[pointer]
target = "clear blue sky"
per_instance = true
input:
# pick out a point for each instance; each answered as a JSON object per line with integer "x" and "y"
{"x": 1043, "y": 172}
* * *
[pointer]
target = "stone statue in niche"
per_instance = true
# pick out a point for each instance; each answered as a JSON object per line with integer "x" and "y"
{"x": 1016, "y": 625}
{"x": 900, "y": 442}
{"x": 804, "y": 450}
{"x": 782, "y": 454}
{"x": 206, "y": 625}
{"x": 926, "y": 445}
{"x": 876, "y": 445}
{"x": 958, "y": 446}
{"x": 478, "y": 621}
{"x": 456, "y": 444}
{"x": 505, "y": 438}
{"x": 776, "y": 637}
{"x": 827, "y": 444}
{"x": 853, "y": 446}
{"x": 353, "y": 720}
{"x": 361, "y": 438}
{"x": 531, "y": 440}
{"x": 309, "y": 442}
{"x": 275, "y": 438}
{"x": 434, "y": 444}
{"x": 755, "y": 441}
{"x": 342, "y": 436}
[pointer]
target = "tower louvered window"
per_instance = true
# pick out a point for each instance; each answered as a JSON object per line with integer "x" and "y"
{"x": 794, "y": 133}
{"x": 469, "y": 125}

» **Exercise directions**:
If a line in the records contains the string "target", copy it out.

» **Exercise output**:
target = "clear blue sky"
target = "stone statue in niche"
target = "tower louvered window"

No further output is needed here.